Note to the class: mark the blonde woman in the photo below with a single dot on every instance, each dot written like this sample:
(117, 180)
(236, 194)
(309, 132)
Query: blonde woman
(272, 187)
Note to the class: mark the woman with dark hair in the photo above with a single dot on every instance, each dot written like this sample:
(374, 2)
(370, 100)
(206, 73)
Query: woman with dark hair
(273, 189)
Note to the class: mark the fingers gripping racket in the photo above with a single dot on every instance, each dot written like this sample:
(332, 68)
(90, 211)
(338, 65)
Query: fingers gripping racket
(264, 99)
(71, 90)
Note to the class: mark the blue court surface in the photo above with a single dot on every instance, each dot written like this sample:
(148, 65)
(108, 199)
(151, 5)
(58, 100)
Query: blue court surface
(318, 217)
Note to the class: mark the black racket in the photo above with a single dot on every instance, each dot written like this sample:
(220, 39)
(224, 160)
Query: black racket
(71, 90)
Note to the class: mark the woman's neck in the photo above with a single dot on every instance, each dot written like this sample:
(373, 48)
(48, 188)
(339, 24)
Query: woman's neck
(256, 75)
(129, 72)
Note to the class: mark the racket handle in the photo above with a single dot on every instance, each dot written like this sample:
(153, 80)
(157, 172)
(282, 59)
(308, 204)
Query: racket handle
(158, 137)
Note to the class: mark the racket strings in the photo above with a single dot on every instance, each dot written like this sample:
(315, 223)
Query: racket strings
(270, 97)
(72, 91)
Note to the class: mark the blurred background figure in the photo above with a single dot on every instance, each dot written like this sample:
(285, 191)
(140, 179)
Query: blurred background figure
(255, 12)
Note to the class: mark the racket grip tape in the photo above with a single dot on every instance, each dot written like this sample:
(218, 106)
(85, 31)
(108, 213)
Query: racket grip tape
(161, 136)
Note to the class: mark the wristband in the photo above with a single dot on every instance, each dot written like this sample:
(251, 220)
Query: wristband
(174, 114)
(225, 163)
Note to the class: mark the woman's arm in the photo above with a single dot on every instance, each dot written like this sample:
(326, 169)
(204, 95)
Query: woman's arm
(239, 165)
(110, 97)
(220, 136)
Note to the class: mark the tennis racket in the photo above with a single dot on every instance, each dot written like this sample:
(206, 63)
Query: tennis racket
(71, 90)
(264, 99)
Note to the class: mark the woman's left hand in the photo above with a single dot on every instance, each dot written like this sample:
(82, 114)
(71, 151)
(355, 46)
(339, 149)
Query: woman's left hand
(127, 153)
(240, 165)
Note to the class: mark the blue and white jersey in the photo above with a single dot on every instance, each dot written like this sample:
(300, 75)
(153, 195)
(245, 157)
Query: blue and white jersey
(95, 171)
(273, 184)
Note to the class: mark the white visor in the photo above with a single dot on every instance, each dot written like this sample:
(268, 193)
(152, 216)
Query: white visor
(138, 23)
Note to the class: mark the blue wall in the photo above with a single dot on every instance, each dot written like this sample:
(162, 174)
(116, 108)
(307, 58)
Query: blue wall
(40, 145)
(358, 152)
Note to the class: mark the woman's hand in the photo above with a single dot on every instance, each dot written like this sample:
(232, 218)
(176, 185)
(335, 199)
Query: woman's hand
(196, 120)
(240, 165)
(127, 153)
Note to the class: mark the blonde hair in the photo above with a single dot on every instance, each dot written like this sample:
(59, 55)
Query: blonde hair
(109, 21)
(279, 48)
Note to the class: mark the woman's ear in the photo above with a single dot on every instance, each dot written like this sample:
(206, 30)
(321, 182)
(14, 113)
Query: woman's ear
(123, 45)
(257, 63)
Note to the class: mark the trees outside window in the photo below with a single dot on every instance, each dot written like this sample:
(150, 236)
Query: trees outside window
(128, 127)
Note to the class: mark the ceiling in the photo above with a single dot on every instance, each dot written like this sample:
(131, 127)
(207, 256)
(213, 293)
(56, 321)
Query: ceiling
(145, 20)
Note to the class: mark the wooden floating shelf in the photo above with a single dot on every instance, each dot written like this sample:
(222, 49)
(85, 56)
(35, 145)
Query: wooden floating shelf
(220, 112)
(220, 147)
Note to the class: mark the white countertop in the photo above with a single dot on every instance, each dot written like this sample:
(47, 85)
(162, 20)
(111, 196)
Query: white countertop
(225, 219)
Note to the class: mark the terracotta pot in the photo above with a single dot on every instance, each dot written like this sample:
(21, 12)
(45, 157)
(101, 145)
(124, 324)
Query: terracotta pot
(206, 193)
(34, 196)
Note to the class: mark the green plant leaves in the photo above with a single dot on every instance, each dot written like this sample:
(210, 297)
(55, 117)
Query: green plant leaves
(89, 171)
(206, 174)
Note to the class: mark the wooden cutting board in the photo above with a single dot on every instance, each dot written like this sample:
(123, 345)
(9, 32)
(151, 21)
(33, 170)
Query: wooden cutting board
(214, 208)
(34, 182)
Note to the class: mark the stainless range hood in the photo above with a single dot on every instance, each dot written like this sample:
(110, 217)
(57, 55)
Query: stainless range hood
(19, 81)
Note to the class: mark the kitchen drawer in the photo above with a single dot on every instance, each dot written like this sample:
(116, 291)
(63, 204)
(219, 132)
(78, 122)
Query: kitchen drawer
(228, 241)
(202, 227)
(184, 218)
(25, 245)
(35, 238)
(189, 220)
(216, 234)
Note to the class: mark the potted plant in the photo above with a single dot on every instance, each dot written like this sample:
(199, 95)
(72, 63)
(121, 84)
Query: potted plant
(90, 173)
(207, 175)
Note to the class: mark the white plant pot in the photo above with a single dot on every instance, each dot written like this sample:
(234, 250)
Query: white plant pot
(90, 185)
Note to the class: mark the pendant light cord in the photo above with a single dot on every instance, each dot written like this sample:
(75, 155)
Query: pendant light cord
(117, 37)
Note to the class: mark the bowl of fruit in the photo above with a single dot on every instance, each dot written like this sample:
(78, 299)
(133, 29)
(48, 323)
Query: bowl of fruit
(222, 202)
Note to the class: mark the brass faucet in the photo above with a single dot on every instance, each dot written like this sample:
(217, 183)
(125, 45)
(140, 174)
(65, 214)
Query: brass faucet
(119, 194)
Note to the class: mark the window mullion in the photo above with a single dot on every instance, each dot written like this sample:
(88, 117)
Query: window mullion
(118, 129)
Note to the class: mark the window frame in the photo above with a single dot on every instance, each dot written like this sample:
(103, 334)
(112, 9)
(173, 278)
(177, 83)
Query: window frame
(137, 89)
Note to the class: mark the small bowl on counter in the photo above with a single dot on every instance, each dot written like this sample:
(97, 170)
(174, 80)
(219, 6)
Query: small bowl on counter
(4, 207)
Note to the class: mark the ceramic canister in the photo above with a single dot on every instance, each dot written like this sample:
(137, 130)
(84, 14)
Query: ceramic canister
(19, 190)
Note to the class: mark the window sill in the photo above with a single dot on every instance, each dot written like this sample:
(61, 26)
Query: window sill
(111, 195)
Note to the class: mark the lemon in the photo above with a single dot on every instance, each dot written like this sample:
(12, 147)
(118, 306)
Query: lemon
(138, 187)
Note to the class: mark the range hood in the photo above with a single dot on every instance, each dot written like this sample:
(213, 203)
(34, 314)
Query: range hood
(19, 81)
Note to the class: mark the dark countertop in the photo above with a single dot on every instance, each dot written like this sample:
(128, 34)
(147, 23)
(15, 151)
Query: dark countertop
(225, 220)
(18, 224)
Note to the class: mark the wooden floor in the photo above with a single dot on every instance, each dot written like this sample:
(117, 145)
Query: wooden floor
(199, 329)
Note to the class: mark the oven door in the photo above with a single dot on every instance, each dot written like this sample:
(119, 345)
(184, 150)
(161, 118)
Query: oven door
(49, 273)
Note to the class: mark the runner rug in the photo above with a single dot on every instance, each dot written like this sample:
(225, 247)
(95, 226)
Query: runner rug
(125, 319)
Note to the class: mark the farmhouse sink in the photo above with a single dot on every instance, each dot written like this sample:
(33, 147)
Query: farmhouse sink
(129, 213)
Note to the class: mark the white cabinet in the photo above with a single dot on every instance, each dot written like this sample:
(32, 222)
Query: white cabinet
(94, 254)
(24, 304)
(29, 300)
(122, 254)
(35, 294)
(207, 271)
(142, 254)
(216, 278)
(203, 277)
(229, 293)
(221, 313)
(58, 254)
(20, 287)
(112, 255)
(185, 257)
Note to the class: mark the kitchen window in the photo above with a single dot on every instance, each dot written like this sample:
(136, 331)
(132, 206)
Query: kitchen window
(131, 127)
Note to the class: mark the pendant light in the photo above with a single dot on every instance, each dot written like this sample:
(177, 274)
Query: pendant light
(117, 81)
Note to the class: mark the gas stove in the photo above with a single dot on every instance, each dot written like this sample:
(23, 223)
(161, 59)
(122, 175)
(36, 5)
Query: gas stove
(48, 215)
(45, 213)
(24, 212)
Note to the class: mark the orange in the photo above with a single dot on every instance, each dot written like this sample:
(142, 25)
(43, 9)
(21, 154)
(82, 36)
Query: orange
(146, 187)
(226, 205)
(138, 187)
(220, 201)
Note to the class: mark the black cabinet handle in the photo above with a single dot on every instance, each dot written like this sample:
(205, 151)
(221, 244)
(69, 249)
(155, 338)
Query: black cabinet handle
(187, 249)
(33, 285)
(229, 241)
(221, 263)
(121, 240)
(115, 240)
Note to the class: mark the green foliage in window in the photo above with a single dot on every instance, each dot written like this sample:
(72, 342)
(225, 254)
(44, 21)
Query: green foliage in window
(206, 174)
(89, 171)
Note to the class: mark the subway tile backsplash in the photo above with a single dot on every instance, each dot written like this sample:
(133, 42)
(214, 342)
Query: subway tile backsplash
* * * * *
▶ [What you are asked to do] Count up the lines in the entries that hold "backsplash", and respond with that count and no other text.

▶ [Answer below] 2